##### Page text #####

While Vera in that piece specifically complimented Easterby-Smith’s contributions to the journal, it was another piece of writing that cemented his reputation.

With Richard Thorpe and Andy Lowe, he wrote Management Research: An Introduction, which saw 10 print runs in its first edition. A later preface noted, “The first edition of this book appeared in 1991, at a time when there were very few management research methods books on the market. … The success of the book was attested by the sales figures, and by the fact that it had become the most highly cited management methodology book in the world according to Google Scholar.”

“The contribution Mark made with the publication of Management Research was a first attempt to identify and justify methods and philosophies specific to researching in the field of management and business,” his colleague Thorpe wrote in a moving memorial to Easterby-Smith. “It is through this book [one of 10 he wrote or co-wrote] that Mark is so well known as it has been a first port of call for many generations of doctoral students who were setting out on their research and needing to find somewhere to start.”

Mark Easterby-Smith was born February 5, 1948 in the post-war baby boom. His father, Victor, was a career officer in the Royal Navy and his mother, Margery, drove ambulances for the Women’s Royal Naval Service during the Blitz. Growing up he attended the Rugby School in Warwickshire and when he entered higher education at Durham University he studied engineering, working in the chemical industry for a while before deciding for a career in academe. He earned a Ph.D. in organizational behavior at Durham and took his first post as an academic, a research assistant, there in 1972, evaluating management training and development.

“My early life as an academic,” Easterby-Smith later recalled, “involved a series of short-term research contracts, often funded by industry or government. This led me to appreciate the interdependency of theory with both the practical concerns of companies and the issues of policy makers at the national level. As a result of these early experiences of insecurity, I have developed a style of entrepreneurship, and to some extent opportunism, in my research career.”

In 1978 he took a post as lecturer at Lancaster’s then-new Centre for the Study of Management Learning. Thorpe wrote that Easterby-Smith alongside Donald Binstead and John Burgoyne evolved the center into “of the leading centres in the UK focusing on the study of management learning.” Easterby-Smith research and taught there, Thorpe noted, and with his colleagues “worked to create institutional mechanisms to develop management learning as a serious academic discipline.”

#####

**Goal of the exercise:** Translate this sentence from the passage on Mark Easterby-Smith into Spanish: "His father, Victor, was a career officer in the Royal Navy and his mother, Margery, drove ambulances for the Women’s Royal Naval Service during the Blitz." The listing that comes next is taken from a different source than the passage on Mark Easterby-Smith.

##### Raw data #####

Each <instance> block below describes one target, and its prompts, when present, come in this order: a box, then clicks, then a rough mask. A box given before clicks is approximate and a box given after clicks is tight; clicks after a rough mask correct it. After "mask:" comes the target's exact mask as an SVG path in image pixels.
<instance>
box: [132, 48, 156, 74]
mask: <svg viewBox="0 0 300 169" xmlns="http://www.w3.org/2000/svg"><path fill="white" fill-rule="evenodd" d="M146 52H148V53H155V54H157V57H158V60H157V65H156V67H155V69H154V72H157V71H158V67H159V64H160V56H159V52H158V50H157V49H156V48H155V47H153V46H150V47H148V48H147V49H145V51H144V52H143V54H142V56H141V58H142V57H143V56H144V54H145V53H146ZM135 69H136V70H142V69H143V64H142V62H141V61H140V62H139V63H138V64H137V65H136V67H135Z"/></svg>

#####

**Response below:** Su padre, Victor, era oficial de carrera de la Marina Real y su madre, Margery, conducía ambulancias para el Servicio Naval Real Femenino durante el Blitz.